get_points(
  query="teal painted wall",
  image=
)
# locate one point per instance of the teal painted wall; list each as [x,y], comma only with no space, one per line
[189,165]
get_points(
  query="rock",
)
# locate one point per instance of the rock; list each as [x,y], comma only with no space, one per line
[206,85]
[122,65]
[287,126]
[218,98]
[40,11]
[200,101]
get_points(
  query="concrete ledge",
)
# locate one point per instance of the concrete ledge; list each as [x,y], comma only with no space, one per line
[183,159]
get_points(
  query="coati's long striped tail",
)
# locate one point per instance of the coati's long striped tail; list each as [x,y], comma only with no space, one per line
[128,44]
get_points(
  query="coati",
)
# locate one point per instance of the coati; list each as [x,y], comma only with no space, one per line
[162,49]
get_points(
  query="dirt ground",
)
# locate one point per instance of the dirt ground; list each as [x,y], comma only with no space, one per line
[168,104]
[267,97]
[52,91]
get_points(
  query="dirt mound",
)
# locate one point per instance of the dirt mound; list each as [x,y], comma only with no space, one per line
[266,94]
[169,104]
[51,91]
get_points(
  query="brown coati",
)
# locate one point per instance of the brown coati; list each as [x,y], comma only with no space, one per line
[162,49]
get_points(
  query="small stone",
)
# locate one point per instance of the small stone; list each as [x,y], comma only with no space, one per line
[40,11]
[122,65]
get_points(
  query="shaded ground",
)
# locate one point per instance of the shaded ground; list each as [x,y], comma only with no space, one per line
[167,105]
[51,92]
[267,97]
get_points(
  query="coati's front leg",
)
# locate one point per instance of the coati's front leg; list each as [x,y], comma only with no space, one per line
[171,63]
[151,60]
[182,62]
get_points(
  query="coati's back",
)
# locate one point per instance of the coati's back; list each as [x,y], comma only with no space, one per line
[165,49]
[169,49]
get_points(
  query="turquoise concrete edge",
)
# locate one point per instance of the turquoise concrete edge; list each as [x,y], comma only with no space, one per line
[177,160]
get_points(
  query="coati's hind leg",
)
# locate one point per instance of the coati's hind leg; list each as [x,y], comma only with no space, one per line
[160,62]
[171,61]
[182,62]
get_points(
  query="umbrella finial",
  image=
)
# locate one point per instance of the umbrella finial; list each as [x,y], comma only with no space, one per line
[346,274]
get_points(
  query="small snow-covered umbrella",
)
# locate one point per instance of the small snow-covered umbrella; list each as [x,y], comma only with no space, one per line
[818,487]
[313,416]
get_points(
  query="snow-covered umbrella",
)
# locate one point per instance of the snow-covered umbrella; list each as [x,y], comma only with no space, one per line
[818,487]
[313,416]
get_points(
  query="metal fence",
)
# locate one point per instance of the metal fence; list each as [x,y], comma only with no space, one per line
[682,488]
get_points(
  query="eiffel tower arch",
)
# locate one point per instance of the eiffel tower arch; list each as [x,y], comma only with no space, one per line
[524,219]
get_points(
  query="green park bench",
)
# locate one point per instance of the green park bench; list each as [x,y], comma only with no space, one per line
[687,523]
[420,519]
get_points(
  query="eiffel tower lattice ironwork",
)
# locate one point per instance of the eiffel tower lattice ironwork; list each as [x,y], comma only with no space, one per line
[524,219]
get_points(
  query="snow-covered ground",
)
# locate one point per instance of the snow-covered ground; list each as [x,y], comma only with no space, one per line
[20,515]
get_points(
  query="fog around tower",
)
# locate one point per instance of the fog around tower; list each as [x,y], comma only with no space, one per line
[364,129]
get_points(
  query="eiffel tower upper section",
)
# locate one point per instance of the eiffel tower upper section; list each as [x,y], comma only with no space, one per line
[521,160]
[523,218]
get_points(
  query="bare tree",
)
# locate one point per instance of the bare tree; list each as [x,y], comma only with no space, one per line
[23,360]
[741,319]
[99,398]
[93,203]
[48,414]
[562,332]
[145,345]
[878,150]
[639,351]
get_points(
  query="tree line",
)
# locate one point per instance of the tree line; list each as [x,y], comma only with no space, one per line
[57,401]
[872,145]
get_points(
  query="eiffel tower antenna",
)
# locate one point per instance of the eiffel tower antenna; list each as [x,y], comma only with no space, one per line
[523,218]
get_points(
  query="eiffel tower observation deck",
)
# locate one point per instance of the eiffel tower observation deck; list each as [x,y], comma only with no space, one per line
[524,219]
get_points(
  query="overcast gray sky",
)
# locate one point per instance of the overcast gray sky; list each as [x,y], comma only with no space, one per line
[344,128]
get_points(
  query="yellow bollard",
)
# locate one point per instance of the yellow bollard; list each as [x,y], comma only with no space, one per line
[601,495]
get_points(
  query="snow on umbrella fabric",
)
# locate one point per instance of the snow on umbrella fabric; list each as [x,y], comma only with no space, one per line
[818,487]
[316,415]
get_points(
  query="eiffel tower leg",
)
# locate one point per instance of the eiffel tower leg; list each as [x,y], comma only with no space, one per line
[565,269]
● ● ● ●
Recopy all the lines exactly as they appear.

**Exercise output:**
get_points(
  query="teal painted wall",
  image=
)
# locate one point per instance of the teal painted wall; list each as [x,y], comma only with no space, one per line
[189,165]
get_points(
  query="rock",
)
# locate one point per instance of the rock; list each as [x,y], comma only with no space, one per line
[206,85]
[122,65]
[287,126]
[218,98]
[40,11]
[200,101]
get_points(
  query="concrete ledge",
)
# locate one point per instance of the concrete ledge; list each as [x,y], comma only with no space, one per line
[183,159]
get_points(
  query="coati's long striped tail",
)
# locate one point per instance of the coati's long striped tail; list each as [x,y], comma only with no space, one per line
[128,44]
get_points(
  query="coati",
)
# locate one point per instance of the coati; list each as [x,y], comma only with no space, one per line
[162,49]
get_points(
  query="dirt ground",
)
# locate one point per instance of the dirt ground; list each as [x,y], comma only with no space, one per line
[168,104]
[267,97]
[52,91]
get_points(
  query="dirt mound",
)
# locate one point per instance of the dirt mound; list each as [x,y], comma only with no space, one per line
[266,94]
[169,104]
[51,91]
get_points(
  query="brown coati",
)
# locate one point per instance of the brown coati; list each as [x,y], comma only with no space, one per line
[162,49]
get_points(
  query="small stone",
)
# locate one point per instance of the small stone; list each as [x,y], comma only with no space, one per line
[40,11]
[122,65]
get_points(
  query="shaded ground",
)
# locate one point per instance of the shaded ground; list each as [x,y], comma only with no space, one per line
[167,105]
[51,92]
[267,97]
get_points(
  query="coati's front leg",
)
# locate one point per instance of the coati's front leg; list each as [x,y], comma only with no space, one per line
[171,63]
[151,60]
[182,62]
get_points(
  query="coati's back",
)
# locate one point per instance of the coati's back; list each as [x,y], comma only with no space, one per line
[165,49]
[169,49]
get_points(
  query="turquoise concrete edge",
)
# locate one point per instance of the turquoise concrete edge; list each as [x,y], comma only with no space, one per line
[177,160]
get_points(
  query="coati's hind leg",
)
# locate one point per instance of the coati's hind leg; list each as [x,y], comma only with no space, one per line
[160,62]
[171,61]
[182,62]
get_points(
  query="umbrella finial",
  image=
)
# locate one point per instance of the umbrella finial; list each as [x,y], comma only with no space, one per line
[346,274]
get_points(
  query="small snow-covered umbrella",
)
# locate one point per instance of the small snow-covered umbrella; list each as [x,y], comma only with no space, one per line
[818,487]
[313,416]
get_points(
  query="snow-covered umbrella",
)
# locate one point per instance of the snow-covered umbrella; list each as [x,y], comma only with no space, one per line
[818,487]
[313,416]
get_points(
  query="metal fence",
)
# locate one point per instance of the metal fence; list each as [x,y], comma only with no space, one per line
[682,488]
get_points(
  query="eiffel tower arch",
)
# locate one point per instance of the eiffel tower arch; list each as [x,y], comma only with no space, one per line
[524,219]
get_points(
  query="green park bench",
)
# locate one point per instance of the green park bench; list each as [x,y], comma only with no space, one per line
[687,523]
[420,519]
get_points(
  query="eiffel tower lattice ironwork",
)
# locate one point per instance of the eiffel tower lattice ironwork; list each as [x,y], comma only with no space, one per line
[524,219]
get_points(
  query="snow-covered ground",
)
# locate one point per instance of the snow-covered ground; list each as [x,y], comma only with no space, one per line
[20,515]
get_points(
  query="fog around tower",
)
# locate one point per instance of the fog around tower; list each as [x,y], comma only with no space, one per line
[364,129]
get_points(
  query="eiffel tower upper section",
)
# locate one point per instance of the eiffel tower upper section; list each as [x,y], comma only with no space, one per line
[521,160]
[523,218]
get_points(
  query="bare tree",
)
# locate one point per instance of the bare tree; list each as [x,y], comma only with no space, one per line
[23,360]
[741,319]
[99,398]
[93,203]
[48,414]
[562,332]
[145,345]
[878,150]
[639,351]
get_points(
  query="tree line",
)
# locate one point per instance of the tree line; list each as [x,y], comma only with no space, one per line
[57,401]
[872,145]
get_points(
  query="eiffel tower antenna",
)
# locate one point per instance of the eiffel tower antenna; list each as [x,y], comma only with no space, one per line
[523,218]
get_points(
  query="eiffel tower observation deck",
)
# locate one point per instance of the eiffel tower observation deck; list each as [x,y], comma only with no space, one per line
[524,219]
get_points(
  query="overcast gray sky",
)
# locate one point per instance of the overcast gray sky; list each as [x,y], comma only with no space, one per line
[344,128]
get_points(
  query="yellow bollard",
)
# locate one point per instance of the yellow bollard; list each as [x,y], comma only with no space, one per line
[601,495]
get_points(
  query="snow on umbrella fabric",
)
# locate one point per instance of the snow on umbrella fabric; list each as [x,y], comma only with no space, one per line
[818,487]
[316,415]
get_points(
  query="eiffel tower leg",
)
# locate one point per instance of the eiffel tower leg; list each as [x,y], comma only with no space, one per line
[565,269]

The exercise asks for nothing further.